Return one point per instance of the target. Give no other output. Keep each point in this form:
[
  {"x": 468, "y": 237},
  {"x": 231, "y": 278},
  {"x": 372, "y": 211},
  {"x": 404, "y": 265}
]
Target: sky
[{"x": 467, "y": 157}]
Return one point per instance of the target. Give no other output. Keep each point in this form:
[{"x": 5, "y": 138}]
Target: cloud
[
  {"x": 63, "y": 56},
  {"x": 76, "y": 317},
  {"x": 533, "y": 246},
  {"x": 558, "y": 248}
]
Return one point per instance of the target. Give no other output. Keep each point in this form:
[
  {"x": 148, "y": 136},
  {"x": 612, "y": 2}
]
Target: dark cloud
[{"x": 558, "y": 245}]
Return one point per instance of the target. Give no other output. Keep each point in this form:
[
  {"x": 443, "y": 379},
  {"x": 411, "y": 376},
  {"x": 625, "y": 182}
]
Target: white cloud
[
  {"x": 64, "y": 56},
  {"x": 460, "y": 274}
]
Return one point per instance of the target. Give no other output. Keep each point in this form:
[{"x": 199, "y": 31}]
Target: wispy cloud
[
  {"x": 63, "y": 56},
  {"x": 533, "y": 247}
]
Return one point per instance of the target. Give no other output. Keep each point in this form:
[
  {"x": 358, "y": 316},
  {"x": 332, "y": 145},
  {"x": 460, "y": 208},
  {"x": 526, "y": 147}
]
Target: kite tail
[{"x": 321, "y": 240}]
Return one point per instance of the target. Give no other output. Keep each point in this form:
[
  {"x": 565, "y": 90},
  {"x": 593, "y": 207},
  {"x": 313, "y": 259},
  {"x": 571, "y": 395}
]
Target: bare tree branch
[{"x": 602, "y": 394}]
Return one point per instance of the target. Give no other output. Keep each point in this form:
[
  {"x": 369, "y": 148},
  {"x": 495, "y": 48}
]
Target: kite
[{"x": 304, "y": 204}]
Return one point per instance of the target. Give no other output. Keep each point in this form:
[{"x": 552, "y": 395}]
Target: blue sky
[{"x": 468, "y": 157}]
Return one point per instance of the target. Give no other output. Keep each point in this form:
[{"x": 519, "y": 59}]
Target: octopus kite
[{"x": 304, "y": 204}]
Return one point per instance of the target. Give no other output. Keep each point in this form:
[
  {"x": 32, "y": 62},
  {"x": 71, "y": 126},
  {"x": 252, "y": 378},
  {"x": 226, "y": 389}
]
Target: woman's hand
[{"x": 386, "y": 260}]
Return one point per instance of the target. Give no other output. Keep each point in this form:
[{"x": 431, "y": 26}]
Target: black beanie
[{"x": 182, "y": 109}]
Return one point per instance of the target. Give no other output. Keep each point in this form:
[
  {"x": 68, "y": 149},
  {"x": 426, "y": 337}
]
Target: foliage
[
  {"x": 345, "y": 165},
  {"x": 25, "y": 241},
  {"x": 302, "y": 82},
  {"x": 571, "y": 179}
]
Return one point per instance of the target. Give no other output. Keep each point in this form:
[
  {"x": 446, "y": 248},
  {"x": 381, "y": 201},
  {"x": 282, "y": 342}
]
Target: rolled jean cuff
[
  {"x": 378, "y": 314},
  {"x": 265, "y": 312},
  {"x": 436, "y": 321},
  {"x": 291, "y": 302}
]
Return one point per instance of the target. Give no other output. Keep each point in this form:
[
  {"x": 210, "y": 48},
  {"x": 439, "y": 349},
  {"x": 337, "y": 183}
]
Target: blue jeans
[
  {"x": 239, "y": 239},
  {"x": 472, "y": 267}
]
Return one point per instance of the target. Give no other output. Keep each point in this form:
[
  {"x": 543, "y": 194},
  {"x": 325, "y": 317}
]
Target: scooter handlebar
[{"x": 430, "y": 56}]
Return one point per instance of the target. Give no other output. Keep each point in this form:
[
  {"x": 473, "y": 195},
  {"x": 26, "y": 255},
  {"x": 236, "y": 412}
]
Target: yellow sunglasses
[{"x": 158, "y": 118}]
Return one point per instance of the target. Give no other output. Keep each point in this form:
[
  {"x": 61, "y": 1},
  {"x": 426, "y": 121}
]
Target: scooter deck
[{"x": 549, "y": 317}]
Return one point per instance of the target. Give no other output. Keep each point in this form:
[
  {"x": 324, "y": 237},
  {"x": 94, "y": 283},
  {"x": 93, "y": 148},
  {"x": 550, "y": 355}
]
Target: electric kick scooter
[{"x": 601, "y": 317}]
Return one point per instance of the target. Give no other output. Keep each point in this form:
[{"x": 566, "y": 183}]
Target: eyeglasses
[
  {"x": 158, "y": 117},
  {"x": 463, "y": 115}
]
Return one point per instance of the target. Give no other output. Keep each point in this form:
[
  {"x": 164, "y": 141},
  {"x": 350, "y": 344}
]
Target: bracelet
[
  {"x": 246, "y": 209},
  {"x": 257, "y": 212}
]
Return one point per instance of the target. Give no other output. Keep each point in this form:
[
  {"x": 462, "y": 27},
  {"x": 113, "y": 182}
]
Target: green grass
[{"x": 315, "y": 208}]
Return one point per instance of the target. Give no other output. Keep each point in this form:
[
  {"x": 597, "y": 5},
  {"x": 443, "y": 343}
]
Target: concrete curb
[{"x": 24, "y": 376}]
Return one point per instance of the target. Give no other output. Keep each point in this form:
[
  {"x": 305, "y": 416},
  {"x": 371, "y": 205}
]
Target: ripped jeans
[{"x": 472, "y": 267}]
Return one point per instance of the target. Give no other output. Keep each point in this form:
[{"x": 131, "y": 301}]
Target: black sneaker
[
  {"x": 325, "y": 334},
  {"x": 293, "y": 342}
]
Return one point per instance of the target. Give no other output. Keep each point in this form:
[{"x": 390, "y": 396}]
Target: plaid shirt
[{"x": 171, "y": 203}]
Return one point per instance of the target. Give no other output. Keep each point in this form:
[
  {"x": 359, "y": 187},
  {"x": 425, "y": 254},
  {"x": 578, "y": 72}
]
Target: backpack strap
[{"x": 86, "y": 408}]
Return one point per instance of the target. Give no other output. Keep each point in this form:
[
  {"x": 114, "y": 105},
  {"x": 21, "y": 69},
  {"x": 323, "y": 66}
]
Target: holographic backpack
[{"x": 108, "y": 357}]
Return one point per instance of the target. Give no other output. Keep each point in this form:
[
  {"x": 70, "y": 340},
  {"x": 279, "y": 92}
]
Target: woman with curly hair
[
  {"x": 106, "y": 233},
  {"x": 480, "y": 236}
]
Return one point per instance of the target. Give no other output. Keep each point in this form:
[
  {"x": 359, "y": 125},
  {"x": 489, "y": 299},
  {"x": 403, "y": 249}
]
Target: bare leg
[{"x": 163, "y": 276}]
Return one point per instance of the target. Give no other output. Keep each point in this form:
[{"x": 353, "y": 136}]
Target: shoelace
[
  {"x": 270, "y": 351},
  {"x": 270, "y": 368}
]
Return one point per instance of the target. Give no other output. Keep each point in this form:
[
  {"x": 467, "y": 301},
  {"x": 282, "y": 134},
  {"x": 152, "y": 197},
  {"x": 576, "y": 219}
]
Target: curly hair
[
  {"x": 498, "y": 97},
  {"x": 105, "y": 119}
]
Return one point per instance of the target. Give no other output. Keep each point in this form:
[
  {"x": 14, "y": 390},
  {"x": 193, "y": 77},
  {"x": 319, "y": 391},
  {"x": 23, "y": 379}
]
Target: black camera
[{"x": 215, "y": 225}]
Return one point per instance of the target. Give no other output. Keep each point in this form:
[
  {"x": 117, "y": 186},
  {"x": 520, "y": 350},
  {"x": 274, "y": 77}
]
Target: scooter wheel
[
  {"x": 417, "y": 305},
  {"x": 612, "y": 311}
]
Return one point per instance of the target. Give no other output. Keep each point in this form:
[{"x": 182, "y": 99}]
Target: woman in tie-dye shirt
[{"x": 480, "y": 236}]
==================================================
WHAT YOU NEED TO DO –
Write out the whole listing exactly.

SOLUTION TO THE PROBLEM –
Return one point per instance of the target. Give no other output. Keep each point in this form:
[
  {"x": 468, "y": 237},
  {"x": 231, "y": 278},
  {"x": 372, "y": 211},
  {"x": 404, "y": 265}
]
Target: sky
[{"x": 467, "y": 157}]
Return one point per instance of the target. Give no other output. Keep each point in this form:
[{"x": 5, "y": 138}]
Target: cloud
[
  {"x": 63, "y": 56},
  {"x": 76, "y": 317},
  {"x": 533, "y": 246},
  {"x": 558, "y": 248}
]
Return one point per instance of the target. Give no other output. Keep each point in this form:
[
  {"x": 148, "y": 136},
  {"x": 612, "y": 2}
]
Target: dark cloud
[{"x": 558, "y": 245}]
Return one point per instance of the target. Give no other output. Keep each point in this form:
[
  {"x": 443, "y": 379},
  {"x": 411, "y": 376},
  {"x": 625, "y": 182}
]
Target: white cloud
[
  {"x": 64, "y": 56},
  {"x": 460, "y": 274}
]
Return one point per instance of the target. Give no other output. Keep each point in this form:
[{"x": 199, "y": 31}]
Target: wispy cloud
[
  {"x": 63, "y": 56},
  {"x": 533, "y": 247}
]
Return one point per instance of the target. Give no other output. Keep each point in this form:
[
  {"x": 358, "y": 316},
  {"x": 332, "y": 145},
  {"x": 460, "y": 208},
  {"x": 526, "y": 147}
]
Target: kite tail
[{"x": 321, "y": 240}]
Return one point per instance of the target. Give no other output. Keep each point in this form:
[
  {"x": 565, "y": 90},
  {"x": 593, "y": 207},
  {"x": 313, "y": 259},
  {"x": 571, "y": 395}
]
Target: bare tree branch
[{"x": 602, "y": 394}]
Return one point per instance of the target. Give no other output. Keep each point in this form:
[
  {"x": 369, "y": 148},
  {"x": 495, "y": 48}
]
Target: kite
[{"x": 304, "y": 204}]
Return one point per instance of the target. Give no other output. Keep each point in this form:
[{"x": 552, "y": 395}]
Target: blue sky
[{"x": 468, "y": 157}]
Return one point per instance of the target. Give no other output. Keep each point in this form:
[{"x": 519, "y": 59}]
Target: octopus kite
[{"x": 304, "y": 204}]
Return one point per instance of the target. Give no other output. Keep each point in this form:
[
  {"x": 32, "y": 62},
  {"x": 71, "y": 126},
  {"x": 252, "y": 378},
  {"x": 226, "y": 389}
]
Target: woman's hand
[{"x": 386, "y": 260}]
Return one point per instance of the target. Give no other output. Keep each point in this form:
[{"x": 431, "y": 26}]
Target: black beanie
[{"x": 182, "y": 109}]
Return one point per instance of the target. Give no other output. Keep each point in this form:
[
  {"x": 68, "y": 149},
  {"x": 426, "y": 337}
]
Target: foliage
[
  {"x": 345, "y": 165},
  {"x": 25, "y": 241},
  {"x": 302, "y": 82},
  {"x": 571, "y": 179}
]
Return one point per instance of the target. Give no other output. Keep each point in this form:
[
  {"x": 446, "y": 248},
  {"x": 381, "y": 201},
  {"x": 282, "y": 342}
]
Target: rolled jean cuff
[
  {"x": 378, "y": 314},
  {"x": 265, "y": 312},
  {"x": 436, "y": 321},
  {"x": 291, "y": 302}
]
Return one point per instance of the target. Give no other output. Keep each point in this form:
[
  {"x": 210, "y": 48},
  {"x": 439, "y": 349},
  {"x": 337, "y": 183}
]
Target: blue jeans
[
  {"x": 239, "y": 239},
  {"x": 472, "y": 267}
]
Return one point per instance of the target. Give no other output. Keep each point in this form:
[
  {"x": 543, "y": 194},
  {"x": 325, "y": 317}
]
Target: scooter handlebar
[{"x": 430, "y": 56}]
Return one point per instance of the target. Give no other output. Keep each point in this form:
[
  {"x": 473, "y": 195},
  {"x": 26, "y": 255},
  {"x": 236, "y": 412}
]
Target: yellow sunglasses
[{"x": 158, "y": 118}]
Return one point per instance of the target. Give no other output. Keep each point in this form:
[
  {"x": 61, "y": 1},
  {"x": 426, "y": 121}
]
Target: scooter deck
[{"x": 549, "y": 317}]
Return one point per instance of the target. Give no other output. Keep each point in this form:
[
  {"x": 324, "y": 237},
  {"x": 94, "y": 283},
  {"x": 93, "y": 148},
  {"x": 550, "y": 355}
]
Target: electric kick scooter
[{"x": 601, "y": 317}]
Return one point per instance of the target. Give no other output. Keep each point in this form:
[{"x": 566, "y": 183}]
Target: eyeglasses
[
  {"x": 158, "y": 117},
  {"x": 463, "y": 115}
]
Return one point per instance of the target. Give no other output. Keep each point in this form:
[
  {"x": 164, "y": 141},
  {"x": 350, "y": 344}
]
Target: bracelet
[
  {"x": 246, "y": 209},
  {"x": 257, "y": 212}
]
Return one point per instance of the target. Give no other output. Keep each point in this form:
[
  {"x": 462, "y": 27},
  {"x": 113, "y": 182}
]
Target: green grass
[{"x": 315, "y": 208}]
Return one point per instance of the target. Give no other output. Keep each point in this form:
[
  {"x": 597, "y": 5},
  {"x": 443, "y": 343}
]
Target: concrete curb
[{"x": 24, "y": 376}]
Return one point per instance of the target. Give no other output. Keep each point in this form:
[
  {"x": 305, "y": 416},
  {"x": 371, "y": 205}
]
Target: ripped jeans
[{"x": 472, "y": 267}]
Return one point per instance of the target. Give no other output. Keep each point in this form:
[{"x": 131, "y": 301}]
Target: black sneaker
[
  {"x": 325, "y": 334},
  {"x": 293, "y": 342}
]
Return one point per instance of the target. Give no other output. Keep each point in this form:
[{"x": 390, "y": 396}]
Target: plaid shirt
[{"x": 171, "y": 203}]
Return one point per instance of the target. Give no other output. Keep each point in this form:
[
  {"x": 359, "y": 187},
  {"x": 425, "y": 254},
  {"x": 578, "y": 72}
]
Target: backpack strap
[{"x": 86, "y": 408}]
Return one point per instance of the target. Give no other output. Keep each point in this form:
[
  {"x": 114, "y": 105},
  {"x": 21, "y": 69},
  {"x": 323, "y": 66}
]
Target: holographic backpack
[{"x": 108, "y": 357}]
Return one point per instance of the target. Give no other output. Keep each point in this form:
[
  {"x": 70, "y": 340},
  {"x": 279, "y": 92}
]
Target: woman with curly hair
[
  {"x": 106, "y": 233},
  {"x": 480, "y": 236}
]
Return one point per instance of the target. Give no other output. Keep each point in this form:
[
  {"x": 359, "y": 125},
  {"x": 489, "y": 299},
  {"x": 403, "y": 249}
]
Target: bare leg
[{"x": 163, "y": 276}]
Return one point per instance of the target. Give no other output. Keep each point in this form:
[{"x": 353, "y": 136}]
Target: shoelace
[
  {"x": 270, "y": 351},
  {"x": 270, "y": 368}
]
Return one point per instance of the target. Give no other output. Keep each point in this form:
[
  {"x": 467, "y": 301},
  {"x": 282, "y": 134},
  {"x": 152, "y": 197},
  {"x": 576, "y": 219}
]
Target: curly hair
[
  {"x": 498, "y": 97},
  {"x": 105, "y": 119}
]
Return one point per instance of the target. Give no other output. Keep each point in this form:
[
  {"x": 14, "y": 390},
  {"x": 193, "y": 77},
  {"x": 319, "y": 391},
  {"x": 23, "y": 379}
]
Target: black camera
[{"x": 215, "y": 225}]
Return one point per instance of the target. Give no other output. Keep each point in this form:
[
  {"x": 117, "y": 186},
  {"x": 520, "y": 350},
  {"x": 274, "y": 77}
]
Target: scooter wheel
[
  {"x": 417, "y": 305},
  {"x": 612, "y": 311}
]
Return one point per instance of the target. Give no other output. Keep each point in this form:
[{"x": 182, "y": 99}]
Target: woman in tie-dye shirt
[{"x": 480, "y": 236}]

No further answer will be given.